Instrucciones de la tarea: Reproduce tal cual, del texto sobre las protestas en Colombia que aparece más abajo, el fragmento que va desde "Lo lógico es" hasta "pueblo de Chile.".

Texto mostrado:
La Unión Europea ha hecho un llamamiento en favor del diálogo y del respeto del derecho a manifestarse de los ciudadanos. Estados Unidos ha animado al gobierno de Duque a “encontrar a los desaparecidos”. Y el Gobierno español, a través de su ministra de Exteriores, Arancha González Laya, aunque parezca increíble ha hablado… de Venezuela. Todavía no se ha pronunciado sobre las graves violaciones a los derechos humanos que se producen en Colombia, a pesar de las multitudinarias movilizaciones de denuncia de la represión gubernamental que se repiten por la geografía española desde principios de mayo (en las que ha participado el eurodiputado de IU, Manu Pineda).
LO QUE VIENE
El Gobierno colombiano ha optado por ahogar la protesta en sangre y dilatar la negociación con el Comité Nacional de Paro. Juega al desgaste y al cansancio. Ha calculado mal, ya que el movimiento no ha hecho sino ganar fuerza y capacidad de organización. Sin embargo, los bloqueos de vías, siendo una forma legítima de protesta, no se pueden mantener indefinidamente en el tiempo, entre otras cosas porque ya están apareciendo actores violentos, que nada tienen que ver con la protesta, y que están desalojando a los manifestantes para perpetrar actos que pueden desnaturalizar los puntos de resistencia. La infiltración ha sido una constante desde el inicio del paro, para tratar de criminalizar la legítima ocupación del espacio público por los manifestantes y calificarles como “vándalos”.
El Comité Nacional de Paro ha hecho un llamamiento a ir levantando los bloqueos para confluir en movilizaciones masivas y asambleas en las que se articulen las demandas y se configuren interlocutores de las resistencias juveniles que se incorporen a las mesas de diálogo.
Entretanto, el Gobierno colombiano está cada vez más contra las cuerdas, enrocado en la solución de fuerza. El 28 de mayo, día en el que fueron asesinados en Cali 14 manifestantes por policía y paramilitares con apoyo policial, el presidente Iván Duque expidió el Decreto 575, que somete a 8 departamentos y 13 ciudades a la jurisdicción militar, en lo que supone un estado de conmoción interior encubierto, que elude los controles constitucionales. El senador Iván Cepeda ha interpuesto una acción de tutela contra este decreto y ha denunciado al Gobierno colombiano ante la Corte Penal Internacional por los múltiples crímenes de lesa humanidad cometidos a instancias del gobierno por la fuerza pública. Hay elecciones presidenciales en mayo de 2022 y los índices de desaprobación de Iván Duque y su mentor, Álvaro Uribe, están en récord histórico del 70%.
Lo lógico es que las protestas se mantengan, con distinta intensidad, hasta encontrar un cauce político que permita pasar a la propuesta y que haga posible un cambio de rumbo a partir de nuevas mayorías. Pero lo lógico no es siempre la tónica en la historia de Colombia, y no se puede descartar una salida autoritaria. Desde el asesinato del candidato liberal Jorge Eliécer Gaitán el 9 de abril de 1948, las élites que concentran el poder en Colombia han desencadenado olas de violencia sistemática para relegar a un segundo plano las reivindicaciones sociales, ahogando en sangre la protesta. El futuro de Colombia no está escrito. Y el pueblo colombiano, a pesar de la desigualdad de las fuerzas, está ganando batallas imposibles, en un despliegue deslumbrante de dignidad, creatividad, firmeza y conciencia colectiva, alentado por la victoria histórica del pueblo de Chile.

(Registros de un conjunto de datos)
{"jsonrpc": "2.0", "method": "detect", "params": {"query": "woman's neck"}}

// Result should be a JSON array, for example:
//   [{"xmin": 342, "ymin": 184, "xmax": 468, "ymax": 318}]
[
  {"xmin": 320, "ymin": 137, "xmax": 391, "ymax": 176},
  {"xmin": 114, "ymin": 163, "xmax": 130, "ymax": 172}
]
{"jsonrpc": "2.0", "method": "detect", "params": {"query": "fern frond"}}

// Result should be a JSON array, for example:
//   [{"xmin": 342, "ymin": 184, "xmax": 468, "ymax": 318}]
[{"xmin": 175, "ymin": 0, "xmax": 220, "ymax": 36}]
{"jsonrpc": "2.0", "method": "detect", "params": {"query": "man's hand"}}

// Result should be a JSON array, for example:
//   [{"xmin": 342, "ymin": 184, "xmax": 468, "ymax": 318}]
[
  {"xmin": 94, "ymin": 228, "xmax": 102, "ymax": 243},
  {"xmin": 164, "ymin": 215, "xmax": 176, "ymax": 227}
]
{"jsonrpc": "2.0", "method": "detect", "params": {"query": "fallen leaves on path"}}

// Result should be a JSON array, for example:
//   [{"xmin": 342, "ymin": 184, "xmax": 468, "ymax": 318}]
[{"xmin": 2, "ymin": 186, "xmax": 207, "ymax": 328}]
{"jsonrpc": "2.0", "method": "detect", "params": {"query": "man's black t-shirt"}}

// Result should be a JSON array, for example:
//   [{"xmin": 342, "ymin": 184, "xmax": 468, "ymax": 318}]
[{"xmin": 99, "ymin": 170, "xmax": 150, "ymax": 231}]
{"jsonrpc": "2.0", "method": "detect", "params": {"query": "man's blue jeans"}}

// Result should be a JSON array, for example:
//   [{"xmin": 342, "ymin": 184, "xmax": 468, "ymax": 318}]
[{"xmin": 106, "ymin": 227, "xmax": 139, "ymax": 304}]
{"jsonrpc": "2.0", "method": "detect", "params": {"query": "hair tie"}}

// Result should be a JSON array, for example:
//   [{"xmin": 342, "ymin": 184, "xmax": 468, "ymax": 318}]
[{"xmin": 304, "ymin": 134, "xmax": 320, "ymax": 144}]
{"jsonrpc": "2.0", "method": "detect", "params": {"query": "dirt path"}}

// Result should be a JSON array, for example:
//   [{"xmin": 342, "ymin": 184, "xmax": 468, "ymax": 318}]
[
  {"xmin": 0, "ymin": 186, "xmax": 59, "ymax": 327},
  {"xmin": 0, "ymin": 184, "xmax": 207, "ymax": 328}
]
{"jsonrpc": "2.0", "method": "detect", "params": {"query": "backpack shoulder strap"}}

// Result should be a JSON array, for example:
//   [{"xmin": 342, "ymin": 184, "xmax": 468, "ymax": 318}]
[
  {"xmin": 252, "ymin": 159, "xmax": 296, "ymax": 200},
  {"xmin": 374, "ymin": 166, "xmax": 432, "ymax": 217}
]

Tarea resuelta:
Lo lógico es que las protestas se mantengan, con distinta intensidad, hasta encontrar un cauce político que permita pasar a la propuesta y que haga posible un cambio de rumbo a partir de nuevas mayorías. Pero lo lógico no es siempre la tónica en la historia de Colombia, y no se puede descartar una salida autoritaria. Desde el asesinato del candidato liberal Jorge Eliécer Gaitán el 9 de abril de 1948, las élites que concentran el poder en Colombia han desencadenado olas de violencia sistemática para relegar a un segundo plano las reivindicaciones sociales, ahogando en sangre la protesta. El futuro de Colombia no está escrito. Y el pueblo colombiano, a pesar de la desigualdad de las fuerzas, está ganando batallas imposibles, en un despliegue deslumbrante de dignidad, creatividad, firmeza y conciencia colectiva, alentado por la victoria histórica del pueblo de Chile.